## START RECORDS TO PROCESS

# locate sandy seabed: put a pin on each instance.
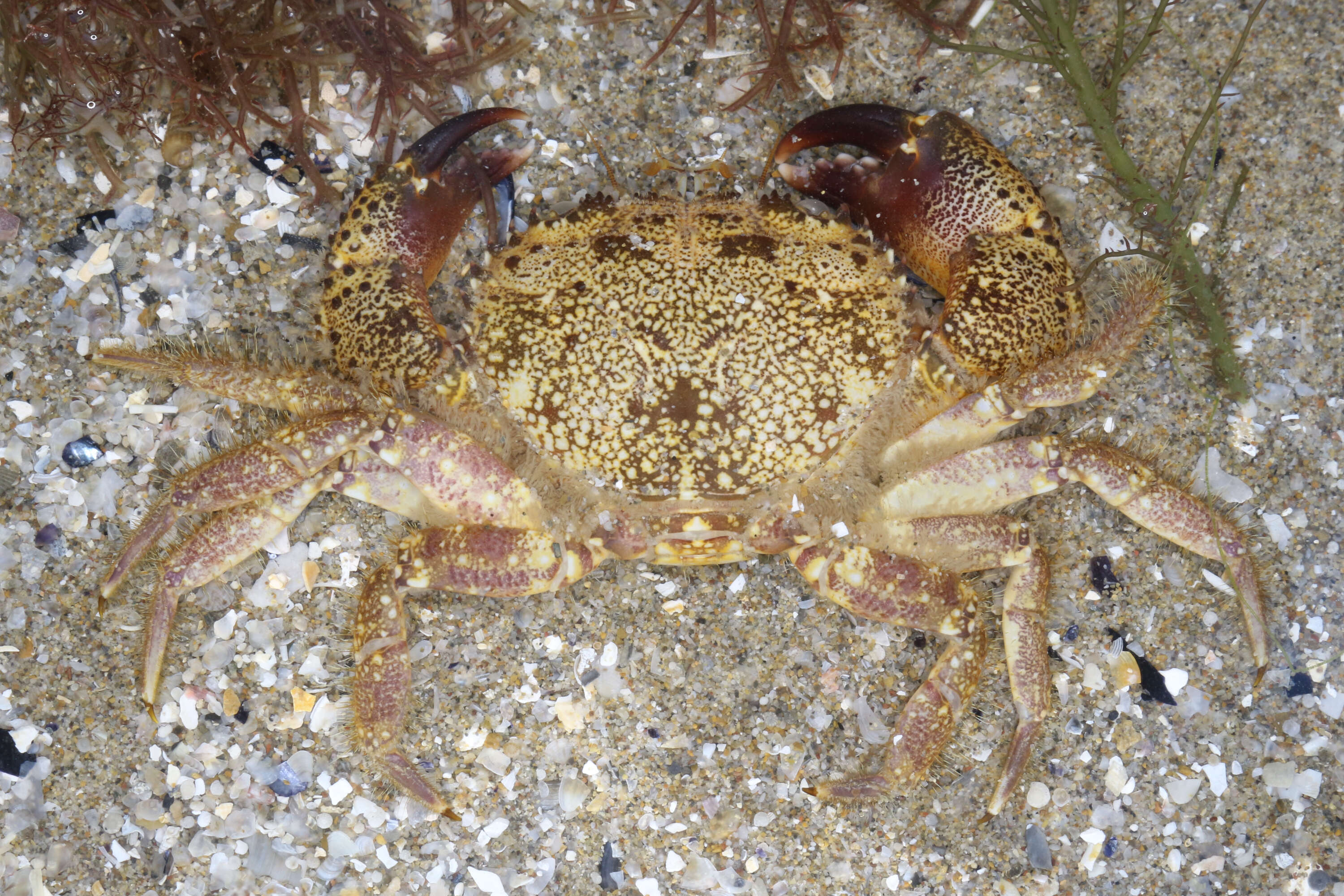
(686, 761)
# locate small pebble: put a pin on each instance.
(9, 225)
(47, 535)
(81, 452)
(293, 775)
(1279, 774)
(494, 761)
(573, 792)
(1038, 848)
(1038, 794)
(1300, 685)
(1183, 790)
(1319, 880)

## END RECORDS TO PROCESS
## START RECORDS TO PROCESS

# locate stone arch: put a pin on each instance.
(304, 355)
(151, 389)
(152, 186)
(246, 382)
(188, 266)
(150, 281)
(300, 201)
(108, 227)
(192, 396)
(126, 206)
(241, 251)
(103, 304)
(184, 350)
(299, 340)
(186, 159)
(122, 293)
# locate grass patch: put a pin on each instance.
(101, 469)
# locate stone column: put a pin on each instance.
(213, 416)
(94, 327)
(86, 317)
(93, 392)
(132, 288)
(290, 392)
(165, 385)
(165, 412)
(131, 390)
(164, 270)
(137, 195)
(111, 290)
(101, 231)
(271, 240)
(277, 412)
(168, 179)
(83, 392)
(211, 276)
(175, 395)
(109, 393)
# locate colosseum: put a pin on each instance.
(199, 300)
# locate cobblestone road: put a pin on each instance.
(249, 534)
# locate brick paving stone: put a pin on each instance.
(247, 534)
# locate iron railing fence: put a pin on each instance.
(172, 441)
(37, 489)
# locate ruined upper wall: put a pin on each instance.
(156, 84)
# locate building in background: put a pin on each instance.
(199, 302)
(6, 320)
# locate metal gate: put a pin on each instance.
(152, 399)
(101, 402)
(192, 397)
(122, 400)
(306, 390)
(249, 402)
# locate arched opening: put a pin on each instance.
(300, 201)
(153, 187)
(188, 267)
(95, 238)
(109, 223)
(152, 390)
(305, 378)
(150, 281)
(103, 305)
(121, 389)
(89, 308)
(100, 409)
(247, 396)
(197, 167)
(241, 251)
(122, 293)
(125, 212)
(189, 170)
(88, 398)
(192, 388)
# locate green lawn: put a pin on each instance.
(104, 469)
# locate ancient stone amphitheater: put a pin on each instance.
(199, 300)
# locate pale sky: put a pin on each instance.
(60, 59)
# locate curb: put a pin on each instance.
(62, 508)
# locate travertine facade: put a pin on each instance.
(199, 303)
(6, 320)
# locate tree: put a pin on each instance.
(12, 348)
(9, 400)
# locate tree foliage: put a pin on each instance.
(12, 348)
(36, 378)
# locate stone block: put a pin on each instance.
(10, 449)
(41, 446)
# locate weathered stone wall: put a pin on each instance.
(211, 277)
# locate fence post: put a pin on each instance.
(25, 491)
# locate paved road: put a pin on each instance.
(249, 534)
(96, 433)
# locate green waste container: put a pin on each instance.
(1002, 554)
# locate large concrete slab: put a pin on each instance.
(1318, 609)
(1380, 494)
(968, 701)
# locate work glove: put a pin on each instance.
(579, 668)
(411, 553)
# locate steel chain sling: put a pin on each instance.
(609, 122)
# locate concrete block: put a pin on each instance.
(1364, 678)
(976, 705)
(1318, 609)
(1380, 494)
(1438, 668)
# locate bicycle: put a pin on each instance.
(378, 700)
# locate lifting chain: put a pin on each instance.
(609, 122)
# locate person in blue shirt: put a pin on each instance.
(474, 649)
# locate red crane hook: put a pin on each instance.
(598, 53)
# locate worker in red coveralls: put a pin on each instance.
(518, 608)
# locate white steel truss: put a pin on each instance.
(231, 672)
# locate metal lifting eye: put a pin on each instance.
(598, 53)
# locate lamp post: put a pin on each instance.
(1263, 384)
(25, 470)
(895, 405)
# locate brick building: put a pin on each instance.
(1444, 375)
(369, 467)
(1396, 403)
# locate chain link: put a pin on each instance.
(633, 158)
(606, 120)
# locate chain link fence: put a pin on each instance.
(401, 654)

## END RECORDS TO PROCESS
## START RECORDS TO PROCESS

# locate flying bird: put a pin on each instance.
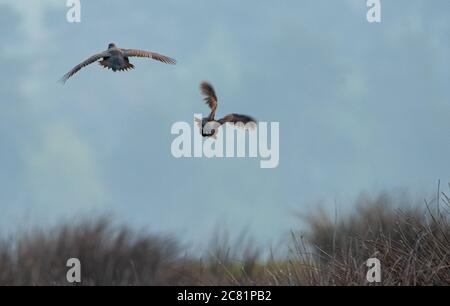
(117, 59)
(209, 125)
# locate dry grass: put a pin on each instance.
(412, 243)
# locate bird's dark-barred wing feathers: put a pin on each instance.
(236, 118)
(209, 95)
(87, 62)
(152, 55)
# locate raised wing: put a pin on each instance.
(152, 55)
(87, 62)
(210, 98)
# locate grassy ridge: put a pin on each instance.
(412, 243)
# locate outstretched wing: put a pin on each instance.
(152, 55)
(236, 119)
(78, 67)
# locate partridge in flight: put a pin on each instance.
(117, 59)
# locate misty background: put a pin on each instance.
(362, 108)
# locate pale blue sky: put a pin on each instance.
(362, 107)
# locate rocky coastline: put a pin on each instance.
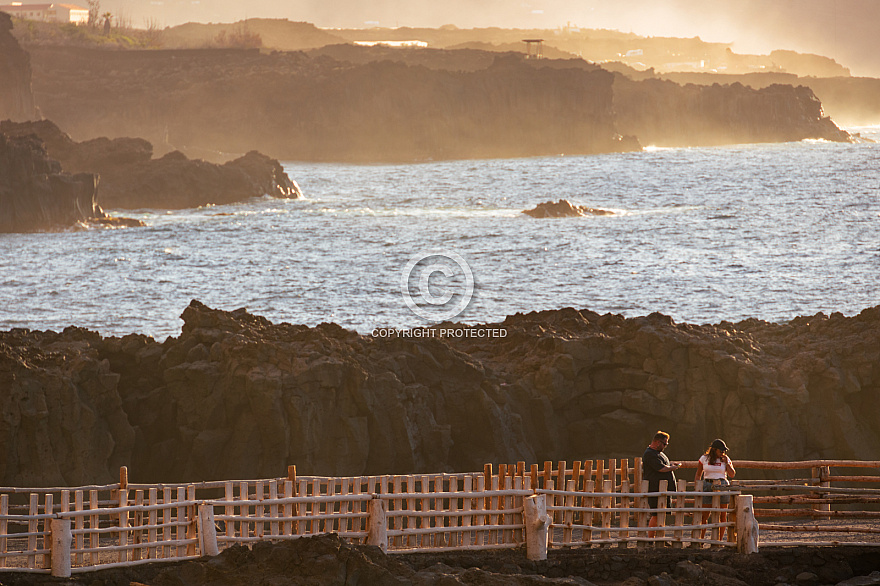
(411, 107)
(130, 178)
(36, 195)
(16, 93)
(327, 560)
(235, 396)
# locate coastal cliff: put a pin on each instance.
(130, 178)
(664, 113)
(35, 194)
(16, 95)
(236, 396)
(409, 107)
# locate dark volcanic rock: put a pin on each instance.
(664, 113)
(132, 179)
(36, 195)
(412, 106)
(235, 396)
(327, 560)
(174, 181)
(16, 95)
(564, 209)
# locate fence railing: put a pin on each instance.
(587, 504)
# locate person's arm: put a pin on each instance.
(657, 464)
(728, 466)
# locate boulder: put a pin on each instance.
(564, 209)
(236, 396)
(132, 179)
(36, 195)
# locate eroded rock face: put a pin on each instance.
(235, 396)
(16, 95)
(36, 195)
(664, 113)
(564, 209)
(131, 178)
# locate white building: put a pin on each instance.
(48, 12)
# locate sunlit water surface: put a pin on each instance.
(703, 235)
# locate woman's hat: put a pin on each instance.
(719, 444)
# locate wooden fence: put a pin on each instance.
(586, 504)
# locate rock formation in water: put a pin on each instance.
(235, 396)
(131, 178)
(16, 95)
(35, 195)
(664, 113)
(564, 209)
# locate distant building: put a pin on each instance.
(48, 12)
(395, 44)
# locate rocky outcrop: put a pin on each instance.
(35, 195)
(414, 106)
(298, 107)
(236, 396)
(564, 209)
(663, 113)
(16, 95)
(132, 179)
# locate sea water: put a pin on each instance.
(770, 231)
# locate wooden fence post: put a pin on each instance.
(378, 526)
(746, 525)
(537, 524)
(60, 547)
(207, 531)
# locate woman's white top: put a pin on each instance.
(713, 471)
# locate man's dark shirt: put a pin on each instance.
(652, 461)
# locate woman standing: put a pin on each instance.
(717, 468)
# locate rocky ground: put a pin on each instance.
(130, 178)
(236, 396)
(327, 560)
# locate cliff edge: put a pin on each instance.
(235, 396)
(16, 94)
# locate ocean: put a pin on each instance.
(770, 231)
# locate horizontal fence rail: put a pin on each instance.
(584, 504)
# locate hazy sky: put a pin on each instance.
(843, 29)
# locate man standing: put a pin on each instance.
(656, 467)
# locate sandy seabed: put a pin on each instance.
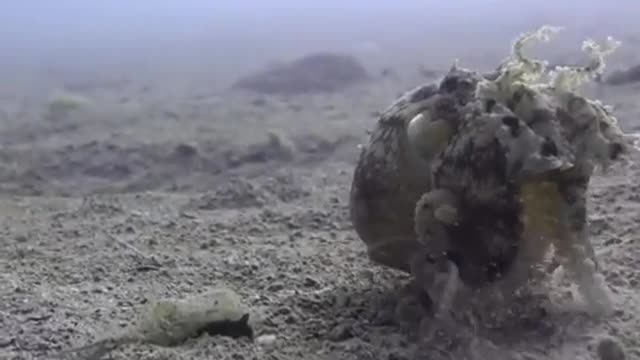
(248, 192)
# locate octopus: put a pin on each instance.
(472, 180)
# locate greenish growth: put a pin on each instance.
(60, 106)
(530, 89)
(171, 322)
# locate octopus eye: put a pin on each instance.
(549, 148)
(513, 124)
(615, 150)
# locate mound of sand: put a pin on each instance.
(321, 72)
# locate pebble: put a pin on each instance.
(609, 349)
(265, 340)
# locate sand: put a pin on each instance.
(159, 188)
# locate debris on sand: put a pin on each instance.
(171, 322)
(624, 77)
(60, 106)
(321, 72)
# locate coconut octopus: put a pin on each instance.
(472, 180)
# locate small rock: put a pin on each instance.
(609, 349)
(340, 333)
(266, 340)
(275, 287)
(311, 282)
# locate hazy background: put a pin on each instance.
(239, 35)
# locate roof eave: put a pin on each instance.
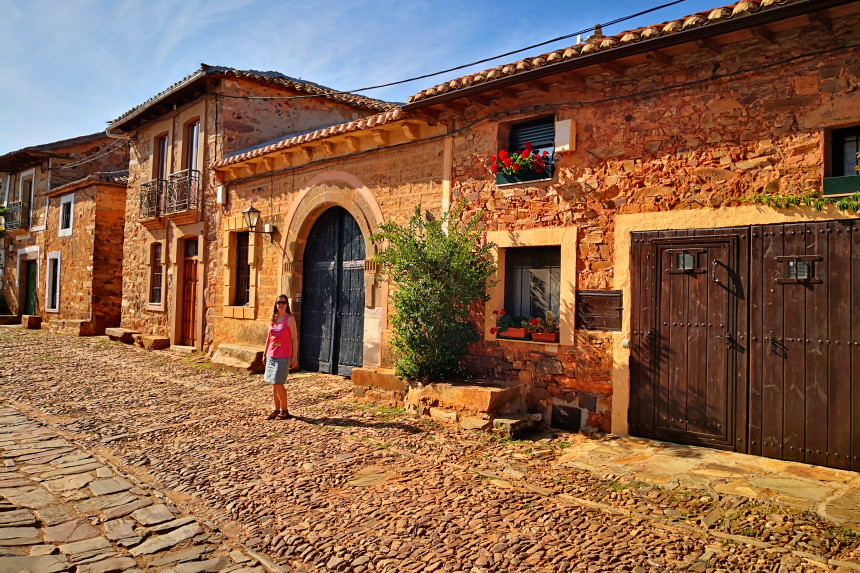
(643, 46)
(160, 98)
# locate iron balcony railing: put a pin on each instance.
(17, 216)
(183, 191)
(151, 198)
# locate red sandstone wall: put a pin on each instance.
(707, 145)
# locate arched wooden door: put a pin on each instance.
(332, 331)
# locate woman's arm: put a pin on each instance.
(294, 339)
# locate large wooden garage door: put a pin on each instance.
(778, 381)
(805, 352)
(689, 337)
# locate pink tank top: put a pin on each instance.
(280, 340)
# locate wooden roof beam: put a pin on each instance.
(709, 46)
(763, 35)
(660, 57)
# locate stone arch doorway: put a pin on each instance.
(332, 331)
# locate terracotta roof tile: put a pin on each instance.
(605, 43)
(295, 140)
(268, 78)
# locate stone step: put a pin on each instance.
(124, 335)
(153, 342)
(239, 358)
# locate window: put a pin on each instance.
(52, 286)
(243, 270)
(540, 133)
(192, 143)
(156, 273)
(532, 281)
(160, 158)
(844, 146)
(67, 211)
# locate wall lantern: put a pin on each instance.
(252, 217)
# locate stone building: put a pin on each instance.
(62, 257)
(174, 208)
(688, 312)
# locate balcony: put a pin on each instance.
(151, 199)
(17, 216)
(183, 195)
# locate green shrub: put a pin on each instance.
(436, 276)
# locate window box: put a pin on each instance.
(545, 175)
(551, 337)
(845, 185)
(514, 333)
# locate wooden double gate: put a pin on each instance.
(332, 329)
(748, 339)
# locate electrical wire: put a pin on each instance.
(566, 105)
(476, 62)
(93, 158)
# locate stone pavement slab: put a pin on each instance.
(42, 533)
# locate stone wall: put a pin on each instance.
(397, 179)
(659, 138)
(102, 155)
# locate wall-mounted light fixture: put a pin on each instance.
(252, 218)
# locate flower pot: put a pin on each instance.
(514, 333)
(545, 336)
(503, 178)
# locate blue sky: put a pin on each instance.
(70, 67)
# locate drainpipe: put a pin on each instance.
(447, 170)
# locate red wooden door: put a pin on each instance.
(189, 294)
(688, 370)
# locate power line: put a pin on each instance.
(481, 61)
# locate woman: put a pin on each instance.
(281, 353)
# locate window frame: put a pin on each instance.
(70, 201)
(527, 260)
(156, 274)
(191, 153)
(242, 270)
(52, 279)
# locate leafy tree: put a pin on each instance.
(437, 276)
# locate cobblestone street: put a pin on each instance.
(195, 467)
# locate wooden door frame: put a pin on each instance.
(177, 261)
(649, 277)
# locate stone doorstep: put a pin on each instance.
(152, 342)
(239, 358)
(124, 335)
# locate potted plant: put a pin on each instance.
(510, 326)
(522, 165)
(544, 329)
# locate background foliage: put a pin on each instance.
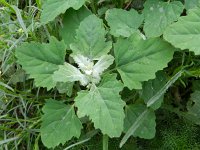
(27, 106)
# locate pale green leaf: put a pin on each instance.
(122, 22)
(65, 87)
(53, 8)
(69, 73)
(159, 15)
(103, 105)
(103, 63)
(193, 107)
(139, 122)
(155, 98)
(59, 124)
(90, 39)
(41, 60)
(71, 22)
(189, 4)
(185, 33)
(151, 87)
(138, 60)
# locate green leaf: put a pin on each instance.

## END RECORDS TO PROCESS

Return each line from the items above that contains the string "link".

# locate chain link: put a pin on each instance.
# locate chain link fence: put a pin on each instance.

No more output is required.